# Supplied information start
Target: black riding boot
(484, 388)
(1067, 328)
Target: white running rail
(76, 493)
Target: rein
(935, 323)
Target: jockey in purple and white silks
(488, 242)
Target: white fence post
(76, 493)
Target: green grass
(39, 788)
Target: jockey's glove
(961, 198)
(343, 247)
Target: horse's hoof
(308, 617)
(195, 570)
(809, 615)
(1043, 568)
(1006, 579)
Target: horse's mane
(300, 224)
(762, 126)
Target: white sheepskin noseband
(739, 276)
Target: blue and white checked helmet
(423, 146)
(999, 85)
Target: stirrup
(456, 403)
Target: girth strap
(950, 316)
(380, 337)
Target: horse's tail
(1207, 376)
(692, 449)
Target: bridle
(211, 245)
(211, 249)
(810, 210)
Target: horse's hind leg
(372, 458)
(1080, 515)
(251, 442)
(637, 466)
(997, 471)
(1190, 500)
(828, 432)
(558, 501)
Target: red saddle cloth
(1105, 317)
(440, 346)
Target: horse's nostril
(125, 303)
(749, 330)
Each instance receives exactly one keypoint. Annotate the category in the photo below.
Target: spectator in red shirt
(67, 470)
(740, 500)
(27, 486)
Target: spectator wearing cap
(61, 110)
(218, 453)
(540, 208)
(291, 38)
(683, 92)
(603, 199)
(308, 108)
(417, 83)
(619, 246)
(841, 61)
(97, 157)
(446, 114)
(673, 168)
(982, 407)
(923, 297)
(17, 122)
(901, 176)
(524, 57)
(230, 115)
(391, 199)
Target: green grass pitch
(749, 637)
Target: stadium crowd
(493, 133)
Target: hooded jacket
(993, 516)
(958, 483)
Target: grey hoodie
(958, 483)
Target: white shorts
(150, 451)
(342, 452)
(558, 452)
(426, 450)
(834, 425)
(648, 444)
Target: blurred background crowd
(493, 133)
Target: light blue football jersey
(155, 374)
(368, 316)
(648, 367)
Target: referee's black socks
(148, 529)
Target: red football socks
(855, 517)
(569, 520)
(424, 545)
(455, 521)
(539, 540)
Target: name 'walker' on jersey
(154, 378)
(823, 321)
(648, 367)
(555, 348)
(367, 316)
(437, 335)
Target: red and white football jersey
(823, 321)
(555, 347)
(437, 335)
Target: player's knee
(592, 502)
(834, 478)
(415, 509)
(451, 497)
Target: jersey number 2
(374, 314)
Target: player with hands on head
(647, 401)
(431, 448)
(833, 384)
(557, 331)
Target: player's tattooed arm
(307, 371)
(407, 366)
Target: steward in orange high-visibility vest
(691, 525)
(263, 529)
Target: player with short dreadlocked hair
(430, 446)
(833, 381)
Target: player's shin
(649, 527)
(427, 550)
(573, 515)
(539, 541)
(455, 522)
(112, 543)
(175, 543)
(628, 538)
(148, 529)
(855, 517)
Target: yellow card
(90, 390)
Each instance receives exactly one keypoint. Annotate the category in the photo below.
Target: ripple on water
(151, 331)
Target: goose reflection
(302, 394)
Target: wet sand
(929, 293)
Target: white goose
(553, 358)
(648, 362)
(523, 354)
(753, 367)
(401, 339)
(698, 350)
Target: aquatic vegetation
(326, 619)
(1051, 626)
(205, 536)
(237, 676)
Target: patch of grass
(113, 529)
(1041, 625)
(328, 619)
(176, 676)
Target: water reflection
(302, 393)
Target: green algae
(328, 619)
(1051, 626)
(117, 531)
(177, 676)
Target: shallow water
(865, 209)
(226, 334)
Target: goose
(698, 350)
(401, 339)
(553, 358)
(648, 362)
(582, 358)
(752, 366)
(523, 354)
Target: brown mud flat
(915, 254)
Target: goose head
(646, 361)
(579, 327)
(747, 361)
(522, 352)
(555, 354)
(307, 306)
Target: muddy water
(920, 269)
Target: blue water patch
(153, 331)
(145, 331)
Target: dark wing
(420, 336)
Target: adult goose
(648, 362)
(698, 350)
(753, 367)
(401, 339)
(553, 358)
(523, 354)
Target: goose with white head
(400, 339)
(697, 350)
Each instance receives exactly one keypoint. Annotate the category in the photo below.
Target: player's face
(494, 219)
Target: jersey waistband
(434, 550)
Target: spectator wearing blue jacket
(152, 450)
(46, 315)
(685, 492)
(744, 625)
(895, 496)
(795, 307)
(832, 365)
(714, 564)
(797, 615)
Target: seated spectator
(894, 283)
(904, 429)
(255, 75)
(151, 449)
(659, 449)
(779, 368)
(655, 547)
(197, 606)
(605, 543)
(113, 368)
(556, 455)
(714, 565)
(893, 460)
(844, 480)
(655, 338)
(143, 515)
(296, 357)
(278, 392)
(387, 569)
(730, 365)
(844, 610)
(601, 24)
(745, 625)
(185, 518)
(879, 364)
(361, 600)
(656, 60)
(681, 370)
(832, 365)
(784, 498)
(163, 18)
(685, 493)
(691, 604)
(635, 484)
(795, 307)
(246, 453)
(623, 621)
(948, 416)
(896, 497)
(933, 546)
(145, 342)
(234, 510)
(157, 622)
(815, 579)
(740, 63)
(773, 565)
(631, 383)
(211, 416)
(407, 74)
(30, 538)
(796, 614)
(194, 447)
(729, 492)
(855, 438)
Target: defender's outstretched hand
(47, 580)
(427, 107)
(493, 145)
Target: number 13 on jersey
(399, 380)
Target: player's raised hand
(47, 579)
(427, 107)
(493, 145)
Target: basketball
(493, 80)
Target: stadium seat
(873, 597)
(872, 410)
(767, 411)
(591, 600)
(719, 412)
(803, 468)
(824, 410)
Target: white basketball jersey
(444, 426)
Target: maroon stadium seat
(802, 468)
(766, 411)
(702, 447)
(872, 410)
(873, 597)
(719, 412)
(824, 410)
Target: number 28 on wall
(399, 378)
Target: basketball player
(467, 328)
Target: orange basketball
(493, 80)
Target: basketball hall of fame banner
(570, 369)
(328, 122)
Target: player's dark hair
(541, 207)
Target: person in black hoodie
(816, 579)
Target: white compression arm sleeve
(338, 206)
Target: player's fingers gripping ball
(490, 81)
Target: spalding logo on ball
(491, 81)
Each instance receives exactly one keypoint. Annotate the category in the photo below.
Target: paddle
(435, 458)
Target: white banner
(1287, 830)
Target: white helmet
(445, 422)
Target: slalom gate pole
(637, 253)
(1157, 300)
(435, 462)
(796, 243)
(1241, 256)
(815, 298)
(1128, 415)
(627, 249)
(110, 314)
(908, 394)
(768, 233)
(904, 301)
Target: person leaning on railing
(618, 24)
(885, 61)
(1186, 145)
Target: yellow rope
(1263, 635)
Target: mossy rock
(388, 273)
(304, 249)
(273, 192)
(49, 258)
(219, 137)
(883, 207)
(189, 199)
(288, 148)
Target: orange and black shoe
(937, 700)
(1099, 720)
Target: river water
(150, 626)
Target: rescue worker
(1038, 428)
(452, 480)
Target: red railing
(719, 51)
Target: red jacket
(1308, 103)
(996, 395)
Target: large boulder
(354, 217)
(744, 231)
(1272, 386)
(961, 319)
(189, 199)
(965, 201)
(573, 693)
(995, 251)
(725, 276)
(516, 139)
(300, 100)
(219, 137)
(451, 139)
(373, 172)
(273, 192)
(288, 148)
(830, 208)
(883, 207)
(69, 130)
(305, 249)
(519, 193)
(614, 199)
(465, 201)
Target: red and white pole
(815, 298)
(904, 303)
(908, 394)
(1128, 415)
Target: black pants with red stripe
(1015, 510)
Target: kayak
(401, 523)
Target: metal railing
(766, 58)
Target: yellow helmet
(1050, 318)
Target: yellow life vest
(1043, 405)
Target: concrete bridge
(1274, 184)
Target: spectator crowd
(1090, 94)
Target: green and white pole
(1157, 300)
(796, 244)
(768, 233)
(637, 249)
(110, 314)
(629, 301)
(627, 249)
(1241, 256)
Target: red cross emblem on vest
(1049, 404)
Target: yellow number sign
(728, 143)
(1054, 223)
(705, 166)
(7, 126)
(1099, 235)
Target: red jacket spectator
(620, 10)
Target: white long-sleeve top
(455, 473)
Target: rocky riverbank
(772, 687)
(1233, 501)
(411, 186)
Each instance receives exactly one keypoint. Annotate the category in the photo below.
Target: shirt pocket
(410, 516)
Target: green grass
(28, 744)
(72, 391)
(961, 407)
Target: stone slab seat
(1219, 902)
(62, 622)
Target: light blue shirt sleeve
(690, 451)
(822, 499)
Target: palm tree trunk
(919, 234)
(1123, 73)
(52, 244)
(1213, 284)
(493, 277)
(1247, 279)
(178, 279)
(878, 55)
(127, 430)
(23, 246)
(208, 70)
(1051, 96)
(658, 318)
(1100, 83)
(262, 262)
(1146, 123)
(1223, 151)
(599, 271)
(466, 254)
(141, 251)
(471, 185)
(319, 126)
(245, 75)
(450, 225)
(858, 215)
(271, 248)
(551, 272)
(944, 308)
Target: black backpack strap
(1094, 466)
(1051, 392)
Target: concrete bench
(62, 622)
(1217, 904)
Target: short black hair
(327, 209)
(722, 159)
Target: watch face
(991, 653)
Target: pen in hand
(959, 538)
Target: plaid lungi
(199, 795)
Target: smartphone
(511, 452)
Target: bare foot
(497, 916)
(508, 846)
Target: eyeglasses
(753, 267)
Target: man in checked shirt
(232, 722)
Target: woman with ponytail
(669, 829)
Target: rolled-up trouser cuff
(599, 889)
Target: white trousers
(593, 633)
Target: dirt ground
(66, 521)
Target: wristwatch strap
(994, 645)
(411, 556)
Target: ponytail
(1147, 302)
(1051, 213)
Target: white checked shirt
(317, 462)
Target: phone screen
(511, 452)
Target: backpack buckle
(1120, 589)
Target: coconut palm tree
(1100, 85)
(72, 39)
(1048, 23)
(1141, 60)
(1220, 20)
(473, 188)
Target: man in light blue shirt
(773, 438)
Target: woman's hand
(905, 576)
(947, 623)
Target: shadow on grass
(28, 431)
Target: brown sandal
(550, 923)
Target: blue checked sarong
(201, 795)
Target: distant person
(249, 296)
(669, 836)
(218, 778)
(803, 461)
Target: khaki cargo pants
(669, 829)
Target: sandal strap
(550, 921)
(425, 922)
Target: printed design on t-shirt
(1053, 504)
# Supplied information end
Problem details.
Return exactly the lines of the data, and only those, from the line with "Target: bare foot" through the last line, inclusive.

Task output.
Target: bare foot
(497, 916)
(508, 846)
Target: eyeglasses
(753, 267)
Target: man in checked shirt
(232, 722)
Target: woman with ponytail
(669, 829)
Target: rolled-up trouser cuff
(599, 889)
Target: white trousers
(593, 633)
Target: dirt ground
(66, 521)
Target: wristwatch strap
(994, 645)
(411, 556)
Target: ponytail
(1147, 302)
(1051, 213)
Target: white checked shirt
(317, 462)
Target: phone screen
(511, 452)
Target: backpack buckle
(1120, 589)
Target: coconut palm tree
(1100, 85)
(72, 39)
(1048, 23)
(1141, 60)
(1220, 20)
(473, 188)
Target: man in light blue shirt
(773, 438)
Target: woman's hand
(905, 576)
(947, 623)
Target: shadow on grass
(28, 431)
Target: brown sandal
(550, 923)
Target: blue checked sarong
(201, 795)
Target: distant person
(249, 296)
(669, 836)
(218, 778)
(803, 461)
Target: khaki cargo pants
(669, 829)
Target: sandal strap
(550, 921)
(425, 922)
Target: printed design on t-shirt
(1053, 504)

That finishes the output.